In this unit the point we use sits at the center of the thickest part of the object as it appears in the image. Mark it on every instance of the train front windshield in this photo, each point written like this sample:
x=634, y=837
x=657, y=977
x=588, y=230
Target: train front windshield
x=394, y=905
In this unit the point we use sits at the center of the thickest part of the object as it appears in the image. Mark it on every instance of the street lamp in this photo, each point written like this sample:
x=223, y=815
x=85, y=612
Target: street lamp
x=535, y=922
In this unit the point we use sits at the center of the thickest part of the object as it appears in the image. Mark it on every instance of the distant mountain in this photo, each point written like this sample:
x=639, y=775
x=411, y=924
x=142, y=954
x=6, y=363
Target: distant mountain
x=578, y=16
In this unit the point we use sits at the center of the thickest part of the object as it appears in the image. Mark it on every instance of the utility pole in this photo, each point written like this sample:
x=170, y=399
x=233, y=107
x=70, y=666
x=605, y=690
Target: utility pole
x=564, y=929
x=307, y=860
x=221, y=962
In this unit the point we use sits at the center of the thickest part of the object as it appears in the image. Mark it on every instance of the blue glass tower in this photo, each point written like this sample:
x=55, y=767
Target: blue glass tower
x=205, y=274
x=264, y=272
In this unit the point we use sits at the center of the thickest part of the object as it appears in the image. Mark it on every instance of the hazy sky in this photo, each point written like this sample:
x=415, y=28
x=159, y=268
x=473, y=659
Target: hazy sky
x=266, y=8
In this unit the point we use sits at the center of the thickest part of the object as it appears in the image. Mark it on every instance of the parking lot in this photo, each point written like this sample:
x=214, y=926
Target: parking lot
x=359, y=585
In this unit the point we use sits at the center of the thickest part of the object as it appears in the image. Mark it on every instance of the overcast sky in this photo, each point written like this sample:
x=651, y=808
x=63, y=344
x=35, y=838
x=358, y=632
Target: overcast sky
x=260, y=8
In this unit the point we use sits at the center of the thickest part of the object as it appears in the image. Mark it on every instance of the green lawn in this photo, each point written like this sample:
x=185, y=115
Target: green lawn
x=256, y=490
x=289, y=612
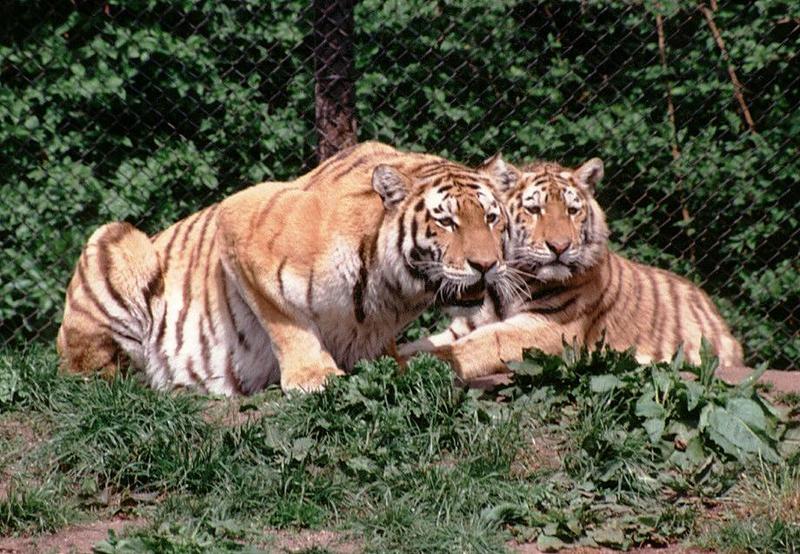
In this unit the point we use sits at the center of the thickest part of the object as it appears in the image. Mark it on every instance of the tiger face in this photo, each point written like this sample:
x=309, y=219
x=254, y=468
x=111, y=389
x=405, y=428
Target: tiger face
x=558, y=229
x=452, y=228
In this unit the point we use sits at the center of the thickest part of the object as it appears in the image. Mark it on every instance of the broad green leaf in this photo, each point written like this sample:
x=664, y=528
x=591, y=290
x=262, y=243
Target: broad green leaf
x=654, y=428
x=604, y=383
x=748, y=411
x=647, y=407
x=548, y=543
x=735, y=437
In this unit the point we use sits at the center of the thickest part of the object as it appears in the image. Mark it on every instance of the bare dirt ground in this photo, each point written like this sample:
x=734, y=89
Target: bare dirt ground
x=81, y=538
x=671, y=549
x=74, y=539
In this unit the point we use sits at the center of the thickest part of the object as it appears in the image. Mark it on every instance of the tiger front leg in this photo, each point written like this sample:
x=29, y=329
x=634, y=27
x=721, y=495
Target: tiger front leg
x=487, y=349
x=304, y=362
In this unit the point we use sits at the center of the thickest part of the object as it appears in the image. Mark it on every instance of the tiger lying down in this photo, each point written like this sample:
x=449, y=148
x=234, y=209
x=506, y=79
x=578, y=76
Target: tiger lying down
x=287, y=282
x=577, y=290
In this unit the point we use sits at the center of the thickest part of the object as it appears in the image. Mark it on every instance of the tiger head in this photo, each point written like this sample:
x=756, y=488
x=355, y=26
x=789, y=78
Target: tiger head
x=451, y=227
x=558, y=229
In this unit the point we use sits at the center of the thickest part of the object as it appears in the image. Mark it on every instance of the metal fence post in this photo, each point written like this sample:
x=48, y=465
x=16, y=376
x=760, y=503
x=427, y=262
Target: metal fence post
x=333, y=74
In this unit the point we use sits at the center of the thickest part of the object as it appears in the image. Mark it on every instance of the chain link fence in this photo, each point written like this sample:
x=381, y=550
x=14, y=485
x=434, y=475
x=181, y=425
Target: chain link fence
x=146, y=110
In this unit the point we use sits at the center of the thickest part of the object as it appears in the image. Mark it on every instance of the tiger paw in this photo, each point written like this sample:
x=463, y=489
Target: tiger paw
x=307, y=379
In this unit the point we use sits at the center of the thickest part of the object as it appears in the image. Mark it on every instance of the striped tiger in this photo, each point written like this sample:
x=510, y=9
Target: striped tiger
x=577, y=290
x=287, y=282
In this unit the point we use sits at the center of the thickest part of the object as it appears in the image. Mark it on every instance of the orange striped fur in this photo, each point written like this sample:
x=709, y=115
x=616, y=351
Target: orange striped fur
x=576, y=289
x=287, y=282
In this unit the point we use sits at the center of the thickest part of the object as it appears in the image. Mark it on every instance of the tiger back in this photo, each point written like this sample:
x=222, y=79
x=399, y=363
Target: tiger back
x=287, y=282
x=576, y=288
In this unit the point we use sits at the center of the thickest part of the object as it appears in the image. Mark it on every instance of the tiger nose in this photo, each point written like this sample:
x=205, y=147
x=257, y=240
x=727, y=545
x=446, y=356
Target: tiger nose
x=482, y=266
x=558, y=247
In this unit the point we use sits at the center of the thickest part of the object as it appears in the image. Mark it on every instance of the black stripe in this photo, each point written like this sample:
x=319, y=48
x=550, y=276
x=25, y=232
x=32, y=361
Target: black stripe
x=676, y=330
x=547, y=293
x=153, y=289
x=226, y=303
x=401, y=235
x=195, y=377
x=104, y=261
x=499, y=309
x=310, y=292
x=656, y=314
x=267, y=209
x=205, y=352
x=553, y=309
x=361, y=283
x=230, y=374
x=93, y=296
x=279, y=278
x=603, y=310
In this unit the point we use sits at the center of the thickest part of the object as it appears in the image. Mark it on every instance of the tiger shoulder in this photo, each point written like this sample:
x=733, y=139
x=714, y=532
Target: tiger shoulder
x=573, y=288
x=286, y=282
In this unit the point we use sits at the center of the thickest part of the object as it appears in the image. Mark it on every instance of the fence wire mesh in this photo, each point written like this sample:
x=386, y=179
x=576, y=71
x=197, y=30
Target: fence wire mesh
x=146, y=110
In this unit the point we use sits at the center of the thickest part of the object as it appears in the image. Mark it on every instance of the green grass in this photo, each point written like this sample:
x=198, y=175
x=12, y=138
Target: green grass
x=763, y=514
x=592, y=449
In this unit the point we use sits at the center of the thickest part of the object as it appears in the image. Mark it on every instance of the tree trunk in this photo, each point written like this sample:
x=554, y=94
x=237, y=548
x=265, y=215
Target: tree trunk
x=333, y=72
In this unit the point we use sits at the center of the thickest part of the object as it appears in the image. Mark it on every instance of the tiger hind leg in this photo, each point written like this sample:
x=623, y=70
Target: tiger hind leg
x=108, y=309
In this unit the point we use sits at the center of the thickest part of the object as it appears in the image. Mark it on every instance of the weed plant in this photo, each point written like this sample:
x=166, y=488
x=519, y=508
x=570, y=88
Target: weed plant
x=584, y=449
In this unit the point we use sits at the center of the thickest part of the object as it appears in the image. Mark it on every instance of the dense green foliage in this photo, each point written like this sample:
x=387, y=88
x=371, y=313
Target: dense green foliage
x=589, y=449
x=145, y=110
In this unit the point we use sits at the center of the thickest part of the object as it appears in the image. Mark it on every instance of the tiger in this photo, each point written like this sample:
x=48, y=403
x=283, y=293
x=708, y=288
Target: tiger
x=576, y=291
x=287, y=282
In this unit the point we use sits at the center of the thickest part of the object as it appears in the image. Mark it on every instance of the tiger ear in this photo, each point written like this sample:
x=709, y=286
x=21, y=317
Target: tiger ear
x=391, y=184
x=505, y=174
x=590, y=173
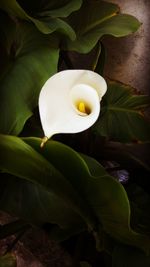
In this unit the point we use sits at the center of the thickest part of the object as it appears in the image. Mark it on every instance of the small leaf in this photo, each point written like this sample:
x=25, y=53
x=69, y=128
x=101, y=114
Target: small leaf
x=122, y=117
x=100, y=18
x=31, y=59
x=8, y=260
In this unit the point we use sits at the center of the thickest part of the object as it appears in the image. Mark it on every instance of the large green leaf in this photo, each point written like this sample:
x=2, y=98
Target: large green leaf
x=132, y=156
x=121, y=116
x=8, y=260
x=36, y=205
x=106, y=196
x=22, y=161
x=100, y=18
x=111, y=205
x=127, y=257
x=50, y=8
x=46, y=21
x=31, y=58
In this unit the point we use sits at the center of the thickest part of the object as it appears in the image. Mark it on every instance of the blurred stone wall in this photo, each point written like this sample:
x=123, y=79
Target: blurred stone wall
x=128, y=58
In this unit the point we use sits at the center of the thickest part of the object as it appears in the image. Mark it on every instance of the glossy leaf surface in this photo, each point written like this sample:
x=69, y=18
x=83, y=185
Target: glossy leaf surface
x=100, y=18
x=30, y=59
x=122, y=117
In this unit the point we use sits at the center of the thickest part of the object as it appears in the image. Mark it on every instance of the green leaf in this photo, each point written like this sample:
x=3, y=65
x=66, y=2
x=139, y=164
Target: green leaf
x=37, y=205
x=131, y=156
x=127, y=257
x=100, y=18
x=22, y=161
x=31, y=59
x=85, y=264
x=103, y=194
x=12, y=228
x=45, y=22
x=111, y=205
x=8, y=260
x=122, y=117
x=61, y=8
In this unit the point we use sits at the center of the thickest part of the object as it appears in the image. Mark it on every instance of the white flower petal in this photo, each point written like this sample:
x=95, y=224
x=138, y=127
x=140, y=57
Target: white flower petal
x=60, y=96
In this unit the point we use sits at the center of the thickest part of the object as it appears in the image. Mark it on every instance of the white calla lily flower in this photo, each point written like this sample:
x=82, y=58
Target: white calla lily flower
x=69, y=102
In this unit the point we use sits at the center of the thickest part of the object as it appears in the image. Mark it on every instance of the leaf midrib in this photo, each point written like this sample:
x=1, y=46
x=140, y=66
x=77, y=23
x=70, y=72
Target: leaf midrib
x=121, y=109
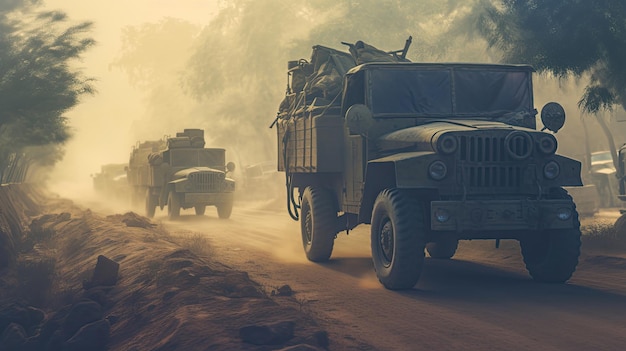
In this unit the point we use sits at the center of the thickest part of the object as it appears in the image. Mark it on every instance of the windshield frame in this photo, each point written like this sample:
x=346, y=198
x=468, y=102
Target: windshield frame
x=367, y=74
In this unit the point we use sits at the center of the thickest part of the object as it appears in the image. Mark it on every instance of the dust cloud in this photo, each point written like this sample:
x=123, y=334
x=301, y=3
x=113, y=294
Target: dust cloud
x=163, y=66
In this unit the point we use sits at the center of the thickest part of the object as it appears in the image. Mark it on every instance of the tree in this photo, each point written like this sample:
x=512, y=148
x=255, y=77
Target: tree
x=577, y=38
x=237, y=71
x=153, y=56
x=37, y=83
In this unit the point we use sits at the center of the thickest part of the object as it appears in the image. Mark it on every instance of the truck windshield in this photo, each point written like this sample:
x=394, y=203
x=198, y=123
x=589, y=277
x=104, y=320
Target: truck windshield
x=189, y=157
x=449, y=92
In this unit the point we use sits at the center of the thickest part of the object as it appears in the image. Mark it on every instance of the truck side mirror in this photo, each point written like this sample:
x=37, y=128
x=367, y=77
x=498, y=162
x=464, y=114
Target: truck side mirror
x=359, y=119
x=553, y=116
x=230, y=166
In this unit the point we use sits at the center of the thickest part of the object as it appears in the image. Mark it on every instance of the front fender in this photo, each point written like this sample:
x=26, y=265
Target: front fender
x=408, y=170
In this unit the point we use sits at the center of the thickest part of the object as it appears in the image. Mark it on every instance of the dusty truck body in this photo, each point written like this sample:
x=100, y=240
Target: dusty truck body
x=180, y=173
x=111, y=181
x=428, y=154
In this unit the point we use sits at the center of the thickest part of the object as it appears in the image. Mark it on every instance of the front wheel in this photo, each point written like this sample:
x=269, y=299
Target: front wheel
x=317, y=223
x=397, y=237
x=173, y=205
x=551, y=256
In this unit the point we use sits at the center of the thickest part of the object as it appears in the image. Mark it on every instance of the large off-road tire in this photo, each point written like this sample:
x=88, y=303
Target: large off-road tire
x=225, y=209
x=137, y=197
x=151, y=203
x=397, y=237
x=551, y=256
x=443, y=249
x=318, y=218
x=173, y=205
x=200, y=210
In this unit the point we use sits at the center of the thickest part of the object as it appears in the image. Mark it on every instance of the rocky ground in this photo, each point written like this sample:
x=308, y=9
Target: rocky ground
x=71, y=279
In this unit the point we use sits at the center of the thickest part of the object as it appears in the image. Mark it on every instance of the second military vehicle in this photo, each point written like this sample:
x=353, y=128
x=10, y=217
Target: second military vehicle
x=180, y=173
x=428, y=154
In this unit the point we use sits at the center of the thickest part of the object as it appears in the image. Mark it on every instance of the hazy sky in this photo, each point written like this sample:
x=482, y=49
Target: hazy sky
x=102, y=122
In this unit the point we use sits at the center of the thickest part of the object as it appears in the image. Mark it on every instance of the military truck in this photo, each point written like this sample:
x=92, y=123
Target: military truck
x=180, y=173
x=427, y=154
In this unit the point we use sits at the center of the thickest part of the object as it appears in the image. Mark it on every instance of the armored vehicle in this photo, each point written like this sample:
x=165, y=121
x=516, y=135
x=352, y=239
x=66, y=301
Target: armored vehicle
x=180, y=173
x=427, y=154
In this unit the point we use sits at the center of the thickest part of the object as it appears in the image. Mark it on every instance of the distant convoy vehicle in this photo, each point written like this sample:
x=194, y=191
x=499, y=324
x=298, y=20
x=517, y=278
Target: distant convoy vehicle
x=428, y=154
x=179, y=173
x=111, y=181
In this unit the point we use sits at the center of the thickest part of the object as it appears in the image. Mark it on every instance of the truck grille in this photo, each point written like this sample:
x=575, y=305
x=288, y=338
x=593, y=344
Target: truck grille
x=206, y=181
x=511, y=147
x=489, y=162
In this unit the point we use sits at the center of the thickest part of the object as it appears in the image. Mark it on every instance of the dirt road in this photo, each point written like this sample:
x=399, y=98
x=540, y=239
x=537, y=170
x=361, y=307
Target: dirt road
x=482, y=299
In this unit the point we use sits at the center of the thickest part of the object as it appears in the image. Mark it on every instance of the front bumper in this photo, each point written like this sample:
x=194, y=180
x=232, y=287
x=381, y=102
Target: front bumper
x=193, y=199
x=493, y=215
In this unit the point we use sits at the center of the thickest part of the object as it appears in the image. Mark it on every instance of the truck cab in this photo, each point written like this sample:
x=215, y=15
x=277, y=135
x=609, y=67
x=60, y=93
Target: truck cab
x=181, y=173
x=427, y=154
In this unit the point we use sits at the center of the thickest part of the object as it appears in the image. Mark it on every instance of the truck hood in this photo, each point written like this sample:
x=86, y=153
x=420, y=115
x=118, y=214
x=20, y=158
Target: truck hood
x=424, y=137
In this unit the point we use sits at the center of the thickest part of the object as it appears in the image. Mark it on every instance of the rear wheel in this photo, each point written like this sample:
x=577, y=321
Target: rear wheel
x=200, y=209
x=397, y=237
x=551, y=256
x=150, y=204
x=442, y=249
x=173, y=205
x=225, y=208
x=318, y=217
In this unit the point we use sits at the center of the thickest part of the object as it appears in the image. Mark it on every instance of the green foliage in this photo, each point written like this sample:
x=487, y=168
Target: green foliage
x=566, y=38
x=37, y=81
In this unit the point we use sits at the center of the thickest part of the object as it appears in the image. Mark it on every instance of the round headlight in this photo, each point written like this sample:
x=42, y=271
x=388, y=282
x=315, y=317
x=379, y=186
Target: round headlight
x=547, y=144
x=519, y=145
x=447, y=144
x=437, y=170
x=551, y=170
x=564, y=213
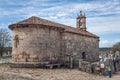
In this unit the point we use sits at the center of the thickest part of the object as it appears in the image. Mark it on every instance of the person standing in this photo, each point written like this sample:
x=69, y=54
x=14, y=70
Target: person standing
x=109, y=72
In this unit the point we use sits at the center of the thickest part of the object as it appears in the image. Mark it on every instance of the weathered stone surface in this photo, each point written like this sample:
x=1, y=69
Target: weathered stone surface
x=41, y=43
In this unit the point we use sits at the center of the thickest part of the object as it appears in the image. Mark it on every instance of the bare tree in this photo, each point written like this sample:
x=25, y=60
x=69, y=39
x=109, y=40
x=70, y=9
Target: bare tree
x=5, y=40
x=116, y=47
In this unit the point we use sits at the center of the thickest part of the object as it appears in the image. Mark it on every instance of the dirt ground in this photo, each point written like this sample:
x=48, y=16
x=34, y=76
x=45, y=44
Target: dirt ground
x=7, y=73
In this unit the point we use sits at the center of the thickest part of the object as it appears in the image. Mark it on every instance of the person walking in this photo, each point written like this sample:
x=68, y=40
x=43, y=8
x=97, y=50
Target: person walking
x=109, y=72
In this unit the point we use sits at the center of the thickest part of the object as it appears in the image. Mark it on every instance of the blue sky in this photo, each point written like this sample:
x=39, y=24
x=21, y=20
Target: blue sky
x=103, y=16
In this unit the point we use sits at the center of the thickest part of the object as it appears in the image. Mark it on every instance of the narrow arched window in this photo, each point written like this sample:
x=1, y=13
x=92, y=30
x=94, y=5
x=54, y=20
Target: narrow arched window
x=16, y=41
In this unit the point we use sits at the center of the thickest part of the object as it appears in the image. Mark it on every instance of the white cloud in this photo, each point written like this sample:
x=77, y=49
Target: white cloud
x=108, y=43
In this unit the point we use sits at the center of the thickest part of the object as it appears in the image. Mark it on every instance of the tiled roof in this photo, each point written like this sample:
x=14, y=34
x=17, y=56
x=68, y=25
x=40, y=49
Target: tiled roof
x=36, y=20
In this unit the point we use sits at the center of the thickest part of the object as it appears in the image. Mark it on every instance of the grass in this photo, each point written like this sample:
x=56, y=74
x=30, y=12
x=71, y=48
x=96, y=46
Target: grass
x=4, y=57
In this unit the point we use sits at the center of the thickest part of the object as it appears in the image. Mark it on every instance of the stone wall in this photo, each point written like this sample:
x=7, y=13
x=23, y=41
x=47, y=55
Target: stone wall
x=36, y=44
x=74, y=45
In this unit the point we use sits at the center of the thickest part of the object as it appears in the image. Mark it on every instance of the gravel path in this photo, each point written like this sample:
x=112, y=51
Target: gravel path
x=7, y=73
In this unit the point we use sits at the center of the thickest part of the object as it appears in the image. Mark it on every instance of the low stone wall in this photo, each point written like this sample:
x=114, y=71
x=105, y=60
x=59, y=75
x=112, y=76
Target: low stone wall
x=88, y=67
x=6, y=60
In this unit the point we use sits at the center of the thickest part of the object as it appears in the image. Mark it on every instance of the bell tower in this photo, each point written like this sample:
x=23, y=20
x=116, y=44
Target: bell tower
x=81, y=21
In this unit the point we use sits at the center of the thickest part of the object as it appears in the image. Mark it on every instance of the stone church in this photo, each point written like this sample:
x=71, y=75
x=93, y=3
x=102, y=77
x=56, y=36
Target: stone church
x=36, y=41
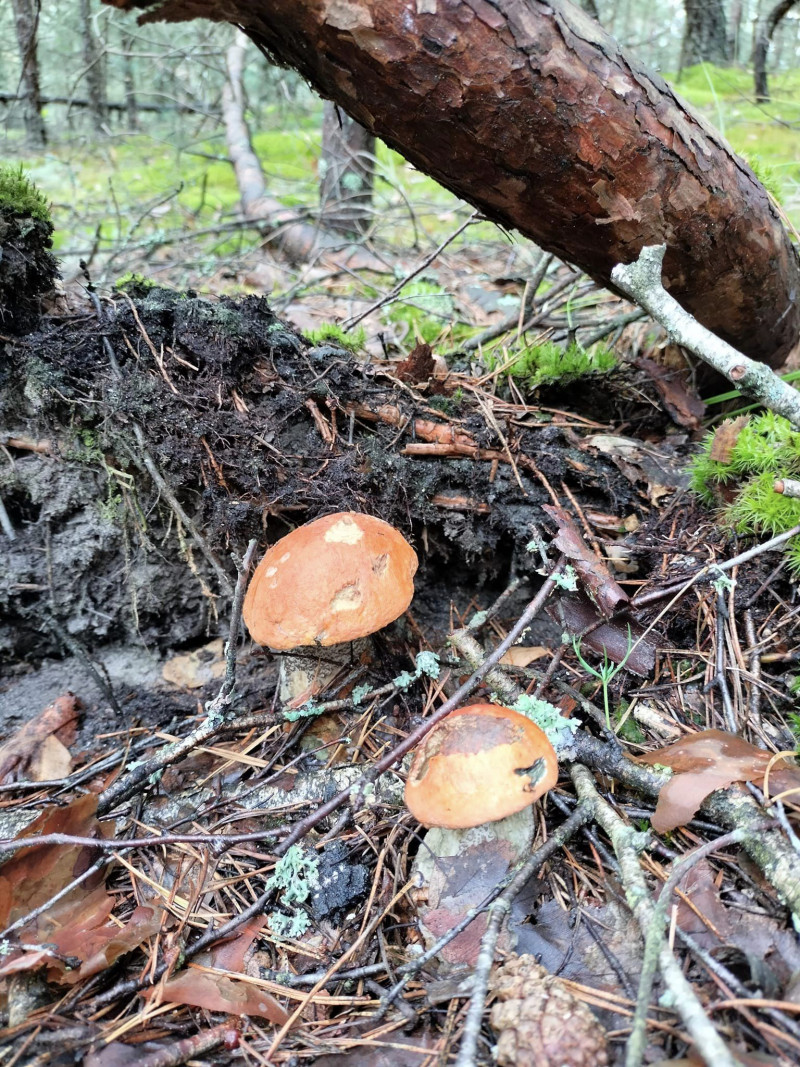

+++

| Written instruction |
Output the lines above as a JSON list of strings, one string per line with blank lines left out, running from the very first line up to and including the line with "x=578, y=16".

| Exercise solution |
[
  "In this unit the point we use sits at the center of the thickest part of the object as it appears in the image. Mark it on every instance of the train front windshield in this photo, each point written like this sample:",
  "x=634, y=837",
  "x=657, y=977",
  "x=588, y=230",
  "Target: train front windshield",
  "x=394, y=905",
  "In this unit the point we use sits at the center of the thickest part of the object as it appears in the image. Mark it on every instance of the street lamp in this photo, each point written like this sample:",
  "x=223, y=815",
  "x=85, y=612",
  "Target: street lamp",
  "x=535, y=922",
  "In this unit the point we use sits at the center of the thickest part of the object as it appears in the image. Mark it on every instance of the distant mountain in this photo, each point written like this sample:",
  "x=639, y=775",
  "x=411, y=924",
  "x=142, y=954",
  "x=6, y=363",
  "Target: distant mountain",
  "x=578, y=16"
]